● Problems to solve:
• A. Answer these from the differential encoding passage:
(i) Which three distance measures are named as examples?
(ii) What name is given to the incomplete dictionary that represents the original version of the file?
(iii) At 56, what is created according to the matched portions of the original version of the file?
• B. Rewrite the part of the differential encoding passage starting at "[0016] In another" and ending at "as described herein.", replacing "sparse dictionary" with "partial dictionary".
• C. Write the next part of the differential encoding passage, picking up after its final sentence.

The similarity metric can be used to match the selected portion of
the updated version of the file with a set of one or more most
similar blocks from the original version of the file, For example,
a given similarity metric can comprise a correlation measure, a
distance measure (e.g., Euclidean, Manhattan, Mahalanobis or the
like), or a similar measure for determining a similarity or
difference between two data sets.
[0016] In another example, the original version of the file can be
represented by an incomplete dictionary, referred to herein as a
sparse dictionary. For example, instead of a dictionary hash
representing each byte of the original version of the file, the
sparse dictionary can represent every r.sup.th byte of the original
file, reducing the size of the dictionary by a factor of r (where r
is a positive integer greater than one (r>1)). The selected
portion of the updated version of the file can be matched to a
portion of the original file that is represented by one of the
dictionary hashes in the sparse dictionary as part of the encoding
process. The matching can be done by employing a similarity metric,
such as described herein.
[0017] At 56, at least one dictionary entry in a dictionary
associated with the differential encoding is created according to
the matched portions of the original version of the file. For
instance, where the sparse dictionary is used, one or more
dictionary entries can be added in the dictionary to represent
portions of the original file near portions that that have been
matched to the selected portion of the updated version of the file.

● Extracted material:

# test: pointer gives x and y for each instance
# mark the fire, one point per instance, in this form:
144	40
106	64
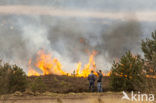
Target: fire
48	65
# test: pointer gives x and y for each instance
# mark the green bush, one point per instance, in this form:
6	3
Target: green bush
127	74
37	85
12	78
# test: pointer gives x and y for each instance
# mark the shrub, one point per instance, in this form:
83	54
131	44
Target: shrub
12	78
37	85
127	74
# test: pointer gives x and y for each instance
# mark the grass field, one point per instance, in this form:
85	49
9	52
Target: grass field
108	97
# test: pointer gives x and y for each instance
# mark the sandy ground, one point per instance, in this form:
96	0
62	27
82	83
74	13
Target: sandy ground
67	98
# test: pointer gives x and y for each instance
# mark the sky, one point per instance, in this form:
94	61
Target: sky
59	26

==

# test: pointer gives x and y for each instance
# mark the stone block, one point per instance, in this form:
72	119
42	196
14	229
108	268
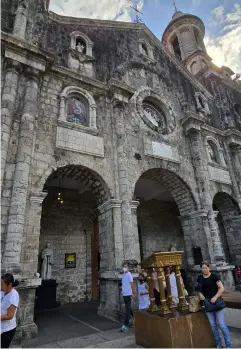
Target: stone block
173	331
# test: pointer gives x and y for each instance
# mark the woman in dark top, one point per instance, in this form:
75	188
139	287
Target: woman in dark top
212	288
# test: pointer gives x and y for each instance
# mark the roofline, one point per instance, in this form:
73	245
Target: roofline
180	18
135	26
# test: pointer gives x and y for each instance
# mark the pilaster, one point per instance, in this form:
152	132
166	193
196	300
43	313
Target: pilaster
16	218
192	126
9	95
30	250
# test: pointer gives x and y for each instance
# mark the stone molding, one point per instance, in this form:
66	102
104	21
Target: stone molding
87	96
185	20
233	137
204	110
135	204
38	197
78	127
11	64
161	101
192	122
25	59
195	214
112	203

* * *

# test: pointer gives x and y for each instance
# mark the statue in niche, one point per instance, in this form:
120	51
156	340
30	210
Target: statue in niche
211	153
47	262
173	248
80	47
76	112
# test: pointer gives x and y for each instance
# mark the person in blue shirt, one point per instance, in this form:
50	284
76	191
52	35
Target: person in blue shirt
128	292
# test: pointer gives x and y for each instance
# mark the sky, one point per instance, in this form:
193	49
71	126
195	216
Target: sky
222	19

● Answers to the exercises:
• A.
(i) Euclidean, Manhattan, and Mahalanobis.
(ii) A sparse dictionary.
(iii) At least one dictionary entry in a dictionary associated with the differential encoding.

• B.
[0016] In another example, the original version of the file can be
represented by an incomplete dictionary, referred to herein as a
partial dictionary. For example, instead of a dictionary hash
representing each byte of the original version of the file, the
partial dictionary can represent every r.sup.th byte of the original
file, reducing the size of the dictionary by a factor of r (where r
is a positive integer greater than one (r>1)). The selected
portion of the updated version of the file can be matched to a
portion of the original file that is represented by one of the
dictionary hashes in the partial dictionary as part of the encoding
process. The matching can be done by employing a similarity metric,
such as described herein.

• C.
By "near," it is meant that the added one or more entries can
represent portions of the original file that are proximate to the
matched portions in a sequential listing of the file. For example,
an entry that is near a matched entry can have a starting byte that
is a predetermined number of bytes (e.g., one or more bytes) from
the starting byte associated with the matched entry or a
predetermined number of bytes from a last byte of the matched
material.
[0018] For an example in which the original version of the file is
divided into blocks, a complete dictionary can be generated for
each of the one or more blocks that is determined to be most
similar to the selected portion of the updated version of the file,
and a differential encoding process can be performed for the
selected portion using data from those similar blocks. It will be
appreciated that the two example implementations are not mutually
exclusive, and that the differential encoding on the selected
portion of the updated portion of the file can utilize a sparse
dictionary as described herein.
[0019] FIG, 3 is a functional block diagram illustrating a second
example of a system 100 for compressing an update to a data file.
In the example of FIG. 3, the various functional blocks can be
stored as executable instructions on a non-transitory computer
readable medium. It will be appreciated, however, that one or more
of the illustrated functional blocks could be implemented as
dedicated hardware or as a combination of software and dedicated
hardware.
[0020] The system 100 is configured to compare an original version
of a file 102 to an updated version of the file 104 to produce a
compressed update for transmission to a mobile device via a
differential encoding process. The system 100 is configured to
analyze a large file as a plurality of blocks and compress each
block separately to ease the memory demands of the dictionary
creation process. The system identifies blocks in an original
version of the file that resemble a given block in the updated
version. Once appropriate blocks are identified, a differential
encoding process can be performed for each block in the updated
version.
[0021] As the system 100 is configured to provide a differential
encoding in conditions in which memory may be limited, in one
example implementation, the blocks formed from each file can be
sized such that the necessary statistics, given the selected block
size, can be stored in memory. It will be appreciated, however,
that a predetermined size can be used for the blocks.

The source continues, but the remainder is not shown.